---- GIVEN PASSAGE

Lora Conrad profiles a weedy native plant that favors disturbed ground.
Known variously as American Burnweed or Fireweed or Pilewort, Erechtites hieraciifolius (Senecio hieraciifolius is an earlier synonym) is found throughout Iowa as well as states east of Iowa. The names burnweed and fireweed result from its penchant for occurring in recently burned areas.
Why the other common name? Well, some indigenous peoples extracted oil from the plant and used it to treat piles, also known as hemorrhoids, thus the moniker pilewort.
It is a native summer annual in much of the U.S., as well as Central and South America. With its penchant for disturbed soil, you may see it sprinkled about or exploding in great numbers in recently disturbed soils, replanted prairies, roadsides, open woods, and renovated wetlands. It follows human habitation and disturbance of the soil. While considered “weedy,” it is not invasive. It tends to fade away as new plantings get more established. Despite its obvious appreciation for replanted prairies and native status, it is not listed in the UI “Iowa Prairie Plants” online.

--------

**QUESTIONS**
(1) In the profile of American Burnweed, where does the name "pilewort" come from?
(2) Carry on the profile of American Burnweed from its last sentence.

---- STORED DATA

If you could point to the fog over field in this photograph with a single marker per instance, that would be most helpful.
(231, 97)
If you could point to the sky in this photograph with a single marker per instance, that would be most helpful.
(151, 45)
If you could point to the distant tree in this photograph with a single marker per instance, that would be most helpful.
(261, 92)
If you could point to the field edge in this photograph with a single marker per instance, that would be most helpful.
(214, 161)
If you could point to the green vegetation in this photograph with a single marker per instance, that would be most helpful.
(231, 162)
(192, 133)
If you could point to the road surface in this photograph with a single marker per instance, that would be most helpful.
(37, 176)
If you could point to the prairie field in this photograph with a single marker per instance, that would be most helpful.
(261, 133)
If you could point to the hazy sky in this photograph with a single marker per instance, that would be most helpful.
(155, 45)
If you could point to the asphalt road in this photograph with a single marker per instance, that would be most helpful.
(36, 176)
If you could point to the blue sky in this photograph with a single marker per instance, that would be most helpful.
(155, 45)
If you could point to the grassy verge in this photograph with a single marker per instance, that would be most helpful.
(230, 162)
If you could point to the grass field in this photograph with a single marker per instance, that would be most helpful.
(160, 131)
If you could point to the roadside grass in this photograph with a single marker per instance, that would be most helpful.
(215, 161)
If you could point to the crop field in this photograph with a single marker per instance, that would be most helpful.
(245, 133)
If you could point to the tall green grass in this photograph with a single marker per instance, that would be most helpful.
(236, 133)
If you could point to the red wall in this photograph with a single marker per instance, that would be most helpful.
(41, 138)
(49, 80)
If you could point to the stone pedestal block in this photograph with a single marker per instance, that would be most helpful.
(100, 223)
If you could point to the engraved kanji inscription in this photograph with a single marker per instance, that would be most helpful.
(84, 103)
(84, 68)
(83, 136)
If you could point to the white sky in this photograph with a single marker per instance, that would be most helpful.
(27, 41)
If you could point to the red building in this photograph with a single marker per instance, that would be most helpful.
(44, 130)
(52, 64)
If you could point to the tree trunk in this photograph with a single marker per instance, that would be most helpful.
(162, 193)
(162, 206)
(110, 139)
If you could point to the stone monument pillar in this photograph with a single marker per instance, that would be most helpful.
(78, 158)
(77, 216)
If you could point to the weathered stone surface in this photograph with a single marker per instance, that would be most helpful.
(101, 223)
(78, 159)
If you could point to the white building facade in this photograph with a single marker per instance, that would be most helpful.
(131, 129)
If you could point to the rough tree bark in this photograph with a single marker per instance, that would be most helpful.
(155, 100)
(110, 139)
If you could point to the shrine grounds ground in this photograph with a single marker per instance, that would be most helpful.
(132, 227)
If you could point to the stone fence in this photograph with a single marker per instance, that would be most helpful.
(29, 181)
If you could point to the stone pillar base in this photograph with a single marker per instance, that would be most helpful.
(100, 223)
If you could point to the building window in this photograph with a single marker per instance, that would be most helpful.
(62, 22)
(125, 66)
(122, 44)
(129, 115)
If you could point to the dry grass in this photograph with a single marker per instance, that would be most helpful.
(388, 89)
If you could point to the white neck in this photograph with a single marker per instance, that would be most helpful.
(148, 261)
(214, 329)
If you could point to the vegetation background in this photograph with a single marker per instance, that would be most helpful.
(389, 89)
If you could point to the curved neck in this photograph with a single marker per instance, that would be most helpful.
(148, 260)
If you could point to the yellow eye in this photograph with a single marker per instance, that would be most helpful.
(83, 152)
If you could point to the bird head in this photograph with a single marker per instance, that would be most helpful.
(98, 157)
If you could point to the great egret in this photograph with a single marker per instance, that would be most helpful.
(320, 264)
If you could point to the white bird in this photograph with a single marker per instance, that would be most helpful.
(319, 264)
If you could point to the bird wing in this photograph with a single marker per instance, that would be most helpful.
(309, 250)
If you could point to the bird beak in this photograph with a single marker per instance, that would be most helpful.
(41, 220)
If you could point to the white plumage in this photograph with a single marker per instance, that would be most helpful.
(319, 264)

--------

**RESULTS OF THE EXERCISE**
(1) Some indigenous peoples extracted oil from the plant and used it to treat piles, also known as hemorrhoids.

(2)
Until this year, I had rarely noticed it. When I did and it was young, I mistakenly thought it was just another wild lettuce. That is easy to do for as a young plant. In early July, as shown here, burnweed is a rosette of leaves with a single stalk. The leaves are alternating, and long, tender, with serrated edges. Unlike wild lettuce, it is not spiny.
But by early July, burnweed is a foot or more tall and buds are just beginning to show as little green lumps.
This year, a replanted prairie in Van Buren County that was entering its fifth year has exploded with burnweed along one edge, so there has been much to study. First, I had been distracted by the presence of hundreds of unexpected Foxglove Beardstongue plants. As they waned, I realized that those smaller lettuce-looking plants had grown up and were something else entirely.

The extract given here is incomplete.